Это и есть вопрос о душе. Тот, кто «кайфует от процесса» убийства — это уже не вполне человек. То есть по внешности, это, конечно, еще человек — «тигр в форме». Но нечто произошло с его душой.
Известный психолог Карл Густав Юнг объяснял немецкий фашизм, причем в масштабах всей немецкой нации, «одержимостью архетипом Вотана» — древнегерманского языческого бога войны. Понятие «одержимости» (Ergriffenheit) уже до этого использовалось в определенной немецкой философской традиции для описания иррационального состояния, возникающего при контакте со сверхъестественной силой. Юнг развил его: по его утверждению, «кто-то, кто явно одержим (ergriffen) (т. е. Гитлер), овладевает (ergreift) всей нацией…» Юнг подчеркивает, что «Вотан… является олицетворением движущего духа, стоящего за Гитлером». Далее в традиции оккультного неонацизма, который и является идеологией полка «Азов» (организация, деятельность которой запрещена в РФ), не обнаруживаемой прямо в рассмотренной украинской кинопропаганде, — Вотан отождествлялся с Люцифером.
Но какая бы именно сверхъестественная темная сила не «овладевала» нашим противником, важно одно — что впадение в состояние одержимости предполагает отчуждение собственной души. Не случайно в христианстве существует представление о сделке с дьяволом, в которой человек в обмен на даваемую ему силу отдает или продает свою душу. Пока душа не отдана, «одерживатель» не придет. Когда же он приходит и дает силу, «одержанный» и начинает «кайфовать» от процесса убийства. Кстати, азовец (организация, деятельность которой запрещена в РФ), описывающий убийство на войне как «механическую работу, которая должна быть выполнена качественно», отмечает с улыбкой, что у него есть «какая-то гармония с собой».

(Записи с данными)
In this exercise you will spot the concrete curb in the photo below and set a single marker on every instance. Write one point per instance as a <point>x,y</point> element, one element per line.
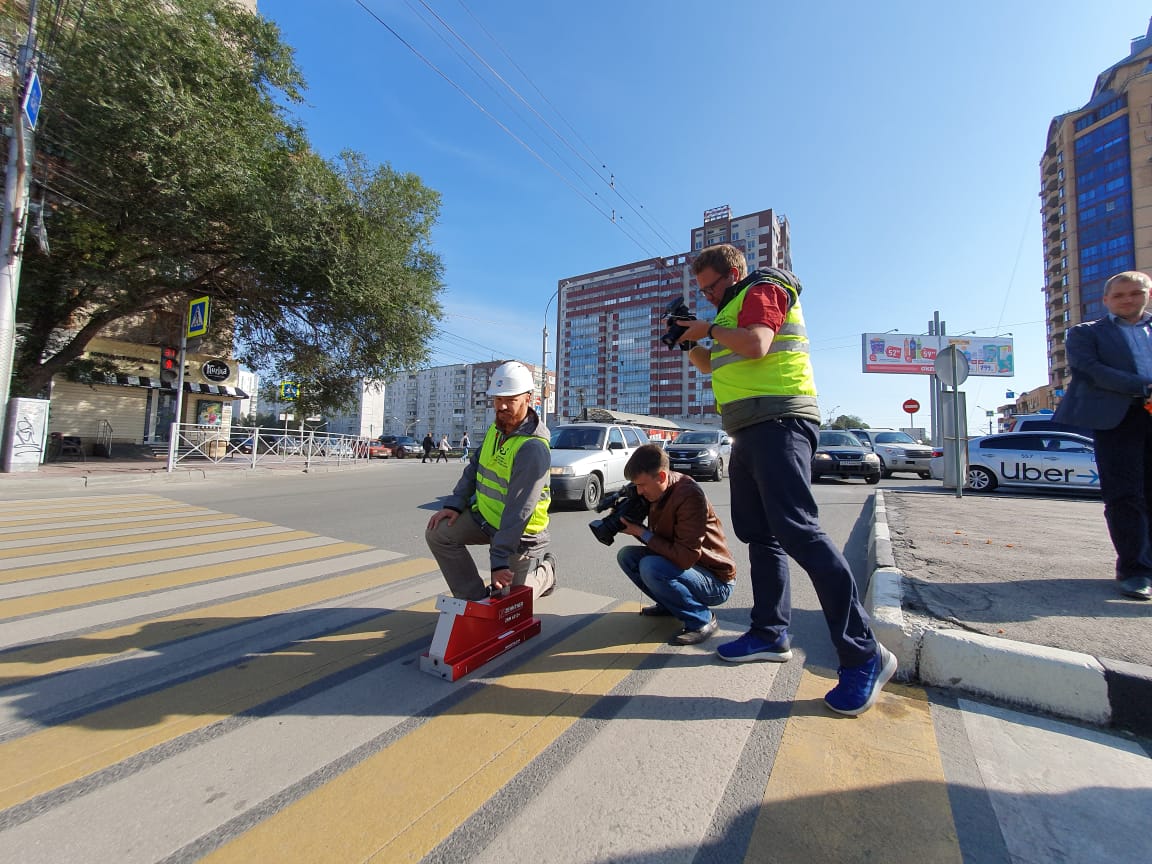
<point>1067,683</point>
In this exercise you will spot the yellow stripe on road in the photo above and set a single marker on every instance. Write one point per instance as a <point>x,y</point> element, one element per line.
<point>47,658</point>
<point>869,788</point>
<point>67,598</point>
<point>47,759</point>
<point>80,518</point>
<point>138,537</point>
<point>400,803</point>
<point>107,562</point>
<point>112,522</point>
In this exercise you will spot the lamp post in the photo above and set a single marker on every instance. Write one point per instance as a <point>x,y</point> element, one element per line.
<point>544,354</point>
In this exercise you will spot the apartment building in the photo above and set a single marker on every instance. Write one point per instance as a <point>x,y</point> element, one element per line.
<point>611,321</point>
<point>448,400</point>
<point>1096,197</point>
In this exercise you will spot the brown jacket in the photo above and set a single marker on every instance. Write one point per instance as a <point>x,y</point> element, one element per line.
<point>687,531</point>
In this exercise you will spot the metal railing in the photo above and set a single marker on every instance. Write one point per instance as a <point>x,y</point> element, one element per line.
<point>252,446</point>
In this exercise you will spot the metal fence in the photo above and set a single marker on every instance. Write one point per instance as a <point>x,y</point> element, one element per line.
<point>252,446</point>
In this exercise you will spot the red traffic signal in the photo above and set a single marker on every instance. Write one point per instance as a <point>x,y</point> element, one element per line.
<point>168,369</point>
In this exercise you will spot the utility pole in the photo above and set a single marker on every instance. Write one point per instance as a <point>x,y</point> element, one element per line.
<point>15,213</point>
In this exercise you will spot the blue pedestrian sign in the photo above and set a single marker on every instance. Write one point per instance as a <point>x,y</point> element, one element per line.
<point>32,97</point>
<point>197,317</point>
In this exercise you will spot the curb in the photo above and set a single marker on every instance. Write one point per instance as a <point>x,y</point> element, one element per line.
<point>1068,683</point>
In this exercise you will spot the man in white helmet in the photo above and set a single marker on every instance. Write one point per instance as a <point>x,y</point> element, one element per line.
<point>501,500</point>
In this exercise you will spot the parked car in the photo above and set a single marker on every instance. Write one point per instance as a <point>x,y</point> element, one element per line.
<point>1041,422</point>
<point>841,454</point>
<point>406,446</point>
<point>702,453</point>
<point>588,460</point>
<point>1039,460</point>
<point>899,452</point>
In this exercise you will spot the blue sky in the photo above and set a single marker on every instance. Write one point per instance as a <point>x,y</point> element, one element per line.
<point>901,139</point>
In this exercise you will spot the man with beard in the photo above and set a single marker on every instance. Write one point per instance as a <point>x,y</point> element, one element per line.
<point>501,500</point>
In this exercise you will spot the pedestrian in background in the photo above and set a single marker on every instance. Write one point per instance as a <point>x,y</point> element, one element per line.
<point>1111,361</point>
<point>765,391</point>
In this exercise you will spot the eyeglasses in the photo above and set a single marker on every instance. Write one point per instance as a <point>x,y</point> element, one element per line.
<point>714,283</point>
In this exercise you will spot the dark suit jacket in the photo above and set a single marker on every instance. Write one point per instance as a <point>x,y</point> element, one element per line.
<point>1105,383</point>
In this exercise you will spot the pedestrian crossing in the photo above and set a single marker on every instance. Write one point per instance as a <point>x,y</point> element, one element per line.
<point>182,684</point>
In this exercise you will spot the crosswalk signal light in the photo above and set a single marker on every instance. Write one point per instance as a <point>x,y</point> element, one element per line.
<point>168,360</point>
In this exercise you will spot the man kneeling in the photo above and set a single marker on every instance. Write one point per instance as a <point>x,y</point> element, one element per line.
<point>684,563</point>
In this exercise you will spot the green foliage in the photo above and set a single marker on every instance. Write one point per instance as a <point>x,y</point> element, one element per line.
<point>173,169</point>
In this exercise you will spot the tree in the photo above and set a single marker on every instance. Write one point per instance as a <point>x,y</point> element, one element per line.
<point>847,421</point>
<point>173,169</point>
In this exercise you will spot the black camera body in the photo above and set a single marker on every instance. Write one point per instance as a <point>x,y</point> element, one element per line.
<point>674,312</point>
<point>627,503</point>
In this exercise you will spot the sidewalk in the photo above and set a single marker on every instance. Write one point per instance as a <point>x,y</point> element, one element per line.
<point>1012,598</point>
<point>99,471</point>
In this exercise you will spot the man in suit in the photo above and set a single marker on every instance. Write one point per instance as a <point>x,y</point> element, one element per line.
<point>1111,361</point>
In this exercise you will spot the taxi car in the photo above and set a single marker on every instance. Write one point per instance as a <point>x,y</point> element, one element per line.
<point>1038,460</point>
<point>839,453</point>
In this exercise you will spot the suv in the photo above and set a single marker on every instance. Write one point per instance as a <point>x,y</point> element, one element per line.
<point>897,452</point>
<point>700,453</point>
<point>588,460</point>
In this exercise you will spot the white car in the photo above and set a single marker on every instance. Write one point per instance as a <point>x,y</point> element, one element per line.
<point>1038,460</point>
<point>589,459</point>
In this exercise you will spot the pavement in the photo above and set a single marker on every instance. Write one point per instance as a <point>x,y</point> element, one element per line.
<point>1012,598</point>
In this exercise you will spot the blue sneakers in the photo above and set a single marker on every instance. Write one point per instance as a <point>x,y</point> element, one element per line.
<point>750,646</point>
<point>859,686</point>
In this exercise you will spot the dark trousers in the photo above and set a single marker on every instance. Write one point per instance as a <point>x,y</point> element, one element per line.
<point>774,513</point>
<point>1123,456</point>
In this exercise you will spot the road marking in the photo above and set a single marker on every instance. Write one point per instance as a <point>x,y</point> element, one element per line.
<point>19,574</point>
<point>136,539</point>
<point>44,760</point>
<point>47,658</point>
<point>44,538</point>
<point>400,803</point>
<point>856,789</point>
<point>62,528</point>
<point>55,600</point>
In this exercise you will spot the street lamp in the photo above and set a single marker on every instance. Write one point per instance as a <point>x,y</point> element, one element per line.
<point>544,354</point>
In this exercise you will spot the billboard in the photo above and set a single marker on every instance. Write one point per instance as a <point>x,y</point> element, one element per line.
<point>915,354</point>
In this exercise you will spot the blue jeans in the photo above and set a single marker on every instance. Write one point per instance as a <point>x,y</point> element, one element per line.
<point>1123,456</point>
<point>686,593</point>
<point>774,513</point>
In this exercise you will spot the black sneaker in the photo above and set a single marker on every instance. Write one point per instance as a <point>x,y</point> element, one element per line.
<point>548,558</point>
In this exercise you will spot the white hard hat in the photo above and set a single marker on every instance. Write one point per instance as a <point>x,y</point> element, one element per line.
<point>510,379</point>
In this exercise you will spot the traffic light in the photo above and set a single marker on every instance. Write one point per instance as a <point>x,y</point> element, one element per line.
<point>168,370</point>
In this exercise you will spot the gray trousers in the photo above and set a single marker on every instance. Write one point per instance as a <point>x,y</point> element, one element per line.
<point>449,547</point>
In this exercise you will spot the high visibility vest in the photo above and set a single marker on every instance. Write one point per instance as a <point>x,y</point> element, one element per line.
<point>493,472</point>
<point>783,371</point>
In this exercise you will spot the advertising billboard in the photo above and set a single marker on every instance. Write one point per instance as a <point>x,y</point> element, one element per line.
<point>915,354</point>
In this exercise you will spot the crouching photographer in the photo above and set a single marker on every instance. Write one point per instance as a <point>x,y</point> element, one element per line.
<point>684,563</point>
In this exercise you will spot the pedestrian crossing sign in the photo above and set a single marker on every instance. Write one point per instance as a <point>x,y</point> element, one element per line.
<point>197,317</point>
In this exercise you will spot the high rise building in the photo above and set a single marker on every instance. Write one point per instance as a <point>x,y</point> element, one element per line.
<point>1096,194</point>
<point>611,321</point>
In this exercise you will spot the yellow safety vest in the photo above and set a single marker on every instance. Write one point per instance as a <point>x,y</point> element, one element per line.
<point>493,474</point>
<point>783,371</point>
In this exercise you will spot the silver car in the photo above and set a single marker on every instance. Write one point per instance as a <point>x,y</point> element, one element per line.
<point>1038,460</point>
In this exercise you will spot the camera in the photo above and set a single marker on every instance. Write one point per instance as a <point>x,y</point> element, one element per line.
<point>674,312</point>
<point>627,503</point>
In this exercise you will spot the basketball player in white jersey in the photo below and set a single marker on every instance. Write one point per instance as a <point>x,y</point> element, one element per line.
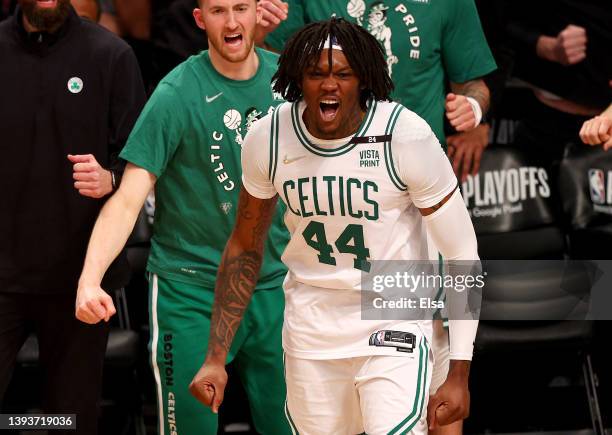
<point>355,173</point>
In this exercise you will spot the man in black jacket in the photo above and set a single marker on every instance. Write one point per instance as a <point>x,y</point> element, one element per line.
<point>71,92</point>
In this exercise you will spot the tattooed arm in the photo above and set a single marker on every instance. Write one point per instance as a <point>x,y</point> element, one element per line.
<point>477,89</point>
<point>236,280</point>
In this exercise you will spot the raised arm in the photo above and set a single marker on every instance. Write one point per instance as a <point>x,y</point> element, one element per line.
<point>236,280</point>
<point>110,233</point>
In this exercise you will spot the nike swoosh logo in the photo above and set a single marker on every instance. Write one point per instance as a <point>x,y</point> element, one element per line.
<point>288,161</point>
<point>213,98</point>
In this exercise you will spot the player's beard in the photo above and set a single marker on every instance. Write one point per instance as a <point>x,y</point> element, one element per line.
<point>45,19</point>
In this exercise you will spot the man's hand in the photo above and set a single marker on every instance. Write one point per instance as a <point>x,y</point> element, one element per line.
<point>567,48</point>
<point>208,385</point>
<point>273,12</point>
<point>91,179</point>
<point>598,130</point>
<point>93,304</point>
<point>465,150</point>
<point>459,112</point>
<point>452,400</point>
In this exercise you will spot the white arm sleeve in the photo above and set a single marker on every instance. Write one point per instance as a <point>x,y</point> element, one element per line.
<point>256,160</point>
<point>421,162</point>
<point>451,230</point>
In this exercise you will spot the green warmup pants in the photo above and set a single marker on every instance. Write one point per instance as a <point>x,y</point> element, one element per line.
<point>180,323</point>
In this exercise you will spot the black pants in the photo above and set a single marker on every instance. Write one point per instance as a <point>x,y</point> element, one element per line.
<point>543,133</point>
<point>71,354</point>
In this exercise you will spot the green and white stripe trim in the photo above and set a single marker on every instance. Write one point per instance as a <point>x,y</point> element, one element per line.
<point>388,154</point>
<point>294,430</point>
<point>327,152</point>
<point>406,425</point>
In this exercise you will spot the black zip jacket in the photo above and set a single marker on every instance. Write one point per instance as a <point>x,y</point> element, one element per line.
<point>77,91</point>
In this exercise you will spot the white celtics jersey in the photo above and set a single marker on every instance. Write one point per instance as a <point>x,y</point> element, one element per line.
<point>349,201</point>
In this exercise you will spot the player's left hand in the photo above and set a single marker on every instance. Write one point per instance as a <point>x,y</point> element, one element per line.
<point>597,130</point>
<point>90,179</point>
<point>459,112</point>
<point>208,385</point>
<point>450,403</point>
<point>465,150</point>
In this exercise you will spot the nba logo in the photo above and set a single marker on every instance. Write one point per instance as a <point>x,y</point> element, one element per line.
<point>596,182</point>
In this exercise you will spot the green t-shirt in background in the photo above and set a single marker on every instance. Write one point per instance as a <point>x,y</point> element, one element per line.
<point>426,42</point>
<point>190,136</point>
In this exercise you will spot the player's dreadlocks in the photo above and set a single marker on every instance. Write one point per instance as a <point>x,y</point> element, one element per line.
<point>364,54</point>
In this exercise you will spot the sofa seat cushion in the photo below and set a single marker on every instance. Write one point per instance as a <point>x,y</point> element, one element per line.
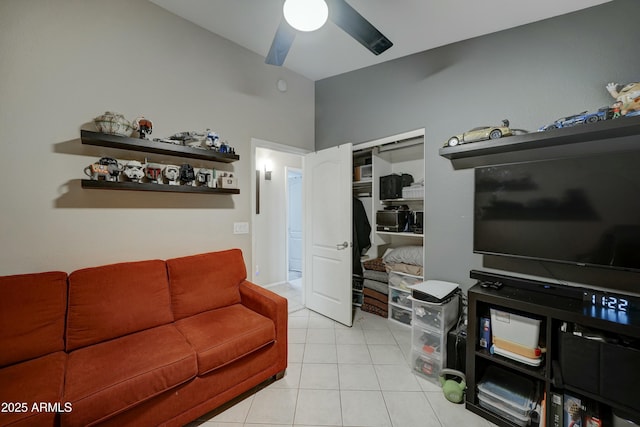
<point>113,300</point>
<point>204,282</point>
<point>226,334</point>
<point>110,377</point>
<point>32,382</point>
<point>32,310</point>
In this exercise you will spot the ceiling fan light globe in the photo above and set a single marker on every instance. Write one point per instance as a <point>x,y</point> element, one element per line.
<point>306,15</point>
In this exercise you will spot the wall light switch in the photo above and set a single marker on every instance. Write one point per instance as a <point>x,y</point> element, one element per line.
<point>240,227</point>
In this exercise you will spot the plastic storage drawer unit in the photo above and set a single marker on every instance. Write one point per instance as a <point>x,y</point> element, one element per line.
<point>403,281</point>
<point>438,317</point>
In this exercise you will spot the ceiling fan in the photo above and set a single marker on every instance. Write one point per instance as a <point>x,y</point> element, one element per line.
<point>343,15</point>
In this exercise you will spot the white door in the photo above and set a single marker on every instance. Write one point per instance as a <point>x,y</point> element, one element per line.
<point>294,218</point>
<point>328,207</point>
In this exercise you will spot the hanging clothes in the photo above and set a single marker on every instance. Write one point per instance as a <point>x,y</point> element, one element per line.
<point>361,235</point>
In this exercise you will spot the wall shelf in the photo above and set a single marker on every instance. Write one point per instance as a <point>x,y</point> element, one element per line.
<point>143,186</point>
<point>155,147</point>
<point>605,136</point>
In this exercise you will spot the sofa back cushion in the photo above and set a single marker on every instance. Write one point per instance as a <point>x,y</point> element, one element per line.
<point>32,310</point>
<point>115,300</point>
<point>205,282</point>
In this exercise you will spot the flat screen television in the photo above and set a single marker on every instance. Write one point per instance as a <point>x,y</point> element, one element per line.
<point>583,210</point>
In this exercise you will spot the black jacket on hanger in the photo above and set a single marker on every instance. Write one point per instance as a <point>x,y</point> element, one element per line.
<point>361,235</point>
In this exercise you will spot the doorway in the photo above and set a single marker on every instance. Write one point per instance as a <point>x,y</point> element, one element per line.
<point>278,221</point>
<point>294,224</point>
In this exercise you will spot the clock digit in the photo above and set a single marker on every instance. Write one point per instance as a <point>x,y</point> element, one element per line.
<point>623,304</point>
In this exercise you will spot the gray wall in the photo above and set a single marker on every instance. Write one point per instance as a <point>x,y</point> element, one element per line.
<point>531,75</point>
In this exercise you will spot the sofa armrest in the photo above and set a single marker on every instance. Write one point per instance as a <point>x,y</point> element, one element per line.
<point>267,303</point>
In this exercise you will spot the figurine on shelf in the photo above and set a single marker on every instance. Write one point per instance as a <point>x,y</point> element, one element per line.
<point>204,177</point>
<point>184,138</point>
<point>172,174</point>
<point>97,171</point>
<point>134,171</point>
<point>153,172</point>
<point>113,123</point>
<point>212,140</point>
<point>187,174</point>
<point>628,97</point>
<point>143,126</point>
<point>113,166</point>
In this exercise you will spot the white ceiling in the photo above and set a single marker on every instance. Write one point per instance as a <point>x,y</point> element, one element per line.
<point>412,25</point>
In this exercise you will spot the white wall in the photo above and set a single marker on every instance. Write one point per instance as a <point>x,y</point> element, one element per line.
<point>63,63</point>
<point>270,225</point>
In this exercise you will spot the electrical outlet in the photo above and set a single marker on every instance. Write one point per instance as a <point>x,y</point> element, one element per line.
<point>240,227</point>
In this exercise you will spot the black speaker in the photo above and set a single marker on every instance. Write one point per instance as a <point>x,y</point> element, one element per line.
<point>456,348</point>
<point>390,187</point>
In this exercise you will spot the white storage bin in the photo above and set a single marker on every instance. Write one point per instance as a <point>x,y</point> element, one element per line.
<point>400,298</point>
<point>403,281</point>
<point>518,419</point>
<point>438,317</point>
<point>400,315</point>
<point>413,192</point>
<point>515,329</point>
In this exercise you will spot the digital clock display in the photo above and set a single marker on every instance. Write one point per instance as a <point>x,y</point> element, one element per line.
<point>607,301</point>
<point>607,306</point>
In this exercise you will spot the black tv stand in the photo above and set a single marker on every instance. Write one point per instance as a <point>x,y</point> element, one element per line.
<point>533,285</point>
<point>613,374</point>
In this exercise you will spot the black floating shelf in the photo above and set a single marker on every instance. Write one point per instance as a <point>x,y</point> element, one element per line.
<point>155,147</point>
<point>565,140</point>
<point>144,186</point>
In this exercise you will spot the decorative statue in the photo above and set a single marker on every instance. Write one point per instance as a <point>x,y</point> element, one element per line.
<point>627,98</point>
<point>96,171</point>
<point>187,174</point>
<point>153,172</point>
<point>144,127</point>
<point>172,174</point>
<point>134,170</point>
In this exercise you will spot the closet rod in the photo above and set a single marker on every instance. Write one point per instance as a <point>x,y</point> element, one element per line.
<point>396,145</point>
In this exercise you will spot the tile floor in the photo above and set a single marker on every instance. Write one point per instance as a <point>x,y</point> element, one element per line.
<point>340,376</point>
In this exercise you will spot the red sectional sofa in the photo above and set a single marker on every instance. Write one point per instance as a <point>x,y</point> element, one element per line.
<point>143,343</point>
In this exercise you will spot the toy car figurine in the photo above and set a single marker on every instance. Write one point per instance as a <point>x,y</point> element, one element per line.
<point>482,133</point>
<point>604,113</point>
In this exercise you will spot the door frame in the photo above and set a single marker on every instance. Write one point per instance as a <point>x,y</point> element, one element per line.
<point>288,169</point>
<point>274,146</point>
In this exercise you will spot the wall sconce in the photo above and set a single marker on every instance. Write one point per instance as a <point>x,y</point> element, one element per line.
<point>268,167</point>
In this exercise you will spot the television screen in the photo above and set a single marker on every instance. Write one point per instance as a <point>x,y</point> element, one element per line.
<point>583,211</point>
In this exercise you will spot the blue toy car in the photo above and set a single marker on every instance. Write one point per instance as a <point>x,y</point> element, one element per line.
<point>603,113</point>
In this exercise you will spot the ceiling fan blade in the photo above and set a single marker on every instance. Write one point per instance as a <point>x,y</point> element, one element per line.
<point>281,44</point>
<point>354,24</point>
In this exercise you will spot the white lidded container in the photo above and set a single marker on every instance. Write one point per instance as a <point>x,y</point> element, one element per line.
<point>515,329</point>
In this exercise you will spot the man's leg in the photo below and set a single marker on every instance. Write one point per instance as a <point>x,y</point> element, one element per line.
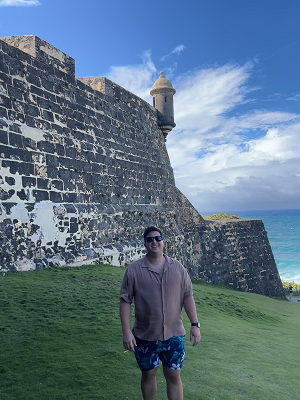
<point>148,384</point>
<point>174,384</point>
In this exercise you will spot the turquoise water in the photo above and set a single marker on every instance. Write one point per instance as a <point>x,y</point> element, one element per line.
<point>283,227</point>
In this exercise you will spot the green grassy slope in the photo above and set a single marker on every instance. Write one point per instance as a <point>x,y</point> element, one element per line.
<point>60,338</point>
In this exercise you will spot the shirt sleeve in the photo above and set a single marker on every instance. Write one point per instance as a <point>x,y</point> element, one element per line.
<point>127,288</point>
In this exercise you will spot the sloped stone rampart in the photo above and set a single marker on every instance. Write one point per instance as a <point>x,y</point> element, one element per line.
<point>83,170</point>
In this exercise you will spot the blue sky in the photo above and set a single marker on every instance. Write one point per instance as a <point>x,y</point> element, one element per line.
<point>235,65</point>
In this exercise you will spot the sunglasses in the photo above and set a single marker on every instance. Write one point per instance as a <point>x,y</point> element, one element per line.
<point>150,239</point>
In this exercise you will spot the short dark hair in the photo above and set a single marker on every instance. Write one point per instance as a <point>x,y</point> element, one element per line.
<point>151,229</point>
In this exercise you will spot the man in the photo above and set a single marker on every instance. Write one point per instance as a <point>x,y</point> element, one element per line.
<point>160,287</point>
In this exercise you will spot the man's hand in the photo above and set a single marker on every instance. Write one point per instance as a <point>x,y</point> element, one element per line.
<point>195,333</point>
<point>129,341</point>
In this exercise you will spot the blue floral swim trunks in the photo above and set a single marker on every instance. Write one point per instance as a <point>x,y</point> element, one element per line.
<point>170,352</point>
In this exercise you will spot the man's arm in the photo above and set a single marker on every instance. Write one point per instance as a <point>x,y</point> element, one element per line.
<point>190,309</point>
<point>128,338</point>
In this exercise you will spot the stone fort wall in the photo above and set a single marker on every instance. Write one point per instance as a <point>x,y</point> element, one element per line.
<point>84,168</point>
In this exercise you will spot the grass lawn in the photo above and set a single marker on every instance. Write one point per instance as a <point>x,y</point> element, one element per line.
<point>60,337</point>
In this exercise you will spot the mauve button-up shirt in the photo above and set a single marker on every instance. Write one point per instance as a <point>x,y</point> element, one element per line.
<point>158,298</point>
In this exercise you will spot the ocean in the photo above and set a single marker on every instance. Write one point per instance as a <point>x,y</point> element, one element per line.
<point>283,227</point>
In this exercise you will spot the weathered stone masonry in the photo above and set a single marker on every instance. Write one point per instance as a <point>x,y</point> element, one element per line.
<point>84,169</point>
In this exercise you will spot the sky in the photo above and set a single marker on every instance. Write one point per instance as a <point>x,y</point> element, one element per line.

* Задания
• A. Верни без изменений отрывок из текста об одержимости, который начинается словами «Это и есть вопрос» и идет до слов «с его душой.» включительно.
• B. Продолжи текст об одержимости, начав сразу после его последнего предложения.

* Ожидаемые ответы
• A.
Это и есть вопрос о душе. Тот, кто «кайфует от процесса» убийства — это уже не вполне человек. То есть по внешности, это, конечно, еще человек — «тигр в форме». Но нечто произошло с его душой.

• B.
Никто из наших бойцов не говорит ни о чем подобном. Для них в войне нет никакой «гармонии с собой». Так или иначе, война для них — это боль, и они борются за то, чтобы она завершилась и наступил мир. За то, чтобы «вернуться домой» — не в смысле места, а в смысле духовного дома, к своей человеческой сущности. В интервью, посвященном созданному им фильму, Рытков говорит об этом так: «Наверное, лучший воин — это тот, кто не хочет воевать, а хочет закончить войну, принести мир; и Гонг — один из лучших, в нем нет ярости и гнева, чувствуется любовь к солдатам».
Это не значит, что на нашей стороне меньше силы духа или воли. Фадеев говорит, что донецкие парни отдавали свои жизни, почти не осознавая этого. Но включается это тогда, когда мы оказываемся перед лицом нечеловеческой одержимости и хотим защитить то человеческое, чему она угрожает. Почти все бойцы в фильмах говорят о том, что войну начала «та сторона» — начала жестоким, иррациональным разрушением жизни людей в Донбассе, и что мы хотели бы лишь ее закончить.
Сложность здесь в том, что для «одержимых» военная мобилизация является фактически постоянной.
Дама из «Азова» (организация, деятельность которой запрещена в РФ), которая «кайфует от процесса» убийства, добавляет при этом, что будет «воевать, пока воюется». А другой азовец (организация, деятельность которой запрещена в РФ), мечтающий о том, чтобы штурмы были четко подготовлены, и в них было как можно больше убитых русских, подчеркивает, что к этому его мечты и сводятся, и его не интересует какое-то там будущее с «крутым автомобилем» и «загородным домом». Еще один «герой» украинского фильма рассматривает войну с Россией как «двухсотлетнюю» и «постоянную».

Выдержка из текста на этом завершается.